> Prompt
An exact transcription of the data below is needed.

> Items from a dataset
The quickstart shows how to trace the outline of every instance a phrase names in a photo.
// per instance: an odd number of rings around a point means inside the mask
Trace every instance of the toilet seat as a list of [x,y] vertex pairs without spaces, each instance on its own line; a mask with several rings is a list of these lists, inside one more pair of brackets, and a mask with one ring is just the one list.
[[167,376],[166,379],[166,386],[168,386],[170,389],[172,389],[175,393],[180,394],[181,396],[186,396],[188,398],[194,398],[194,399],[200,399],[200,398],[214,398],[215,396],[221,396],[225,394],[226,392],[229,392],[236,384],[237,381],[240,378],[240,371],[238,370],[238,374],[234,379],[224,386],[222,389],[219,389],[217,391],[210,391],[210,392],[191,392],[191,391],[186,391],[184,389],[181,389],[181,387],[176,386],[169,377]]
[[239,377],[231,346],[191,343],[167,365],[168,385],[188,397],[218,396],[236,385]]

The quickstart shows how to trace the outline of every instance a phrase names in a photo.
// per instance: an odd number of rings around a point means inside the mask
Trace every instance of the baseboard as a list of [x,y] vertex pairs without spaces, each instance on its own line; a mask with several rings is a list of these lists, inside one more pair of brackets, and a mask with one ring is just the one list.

> Exercise output
The quickstart shows how to trace the outline of every instance a phrase names in a photo.
// per instance: an odd number of rings around a point means inside the mask
Trace every instance of the toilet seat as a list of [x,y] vertex pairs without spaces, each instance on its own line; a mask with several rings is a list of these lists, inside one more pair of brackets, and a mask with one ring is just the one list.
[[167,376],[166,379],[166,386],[168,386],[170,389],[172,389],[175,393],[180,394],[181,396],[186,396],[188,398],[194,398],[194,399],[200,399],[200,398],[214,398],[215,396],[221,396],[225,394],[226,392],[229,392],[236,384],[237,381],[240,378],[240,371],[238,370],[238,374],[234,379],[224,386],[222,389],[219,389],[217,391],[210,391],[210,392],[191,392],[191,391],[186,391],[184,389],[181,389],[181,387],[176,386],[169,377]]
[[239,377],[231,346],[191,343],[167,365],[168,385],[188,397],[218,396],[236,385]]

The quickstart shows how to trace the outline of every instance a phrase names in a photo.
// per instance: an odd number of rings around a point means inside the mask
Trace every instance of the baseboard as a list of [x,y] vertex pairs without spaces, each instance on its own line; a mask with several rings is a list of these lists, inside one more pair of brackets, and a mask with one ring is just the one list.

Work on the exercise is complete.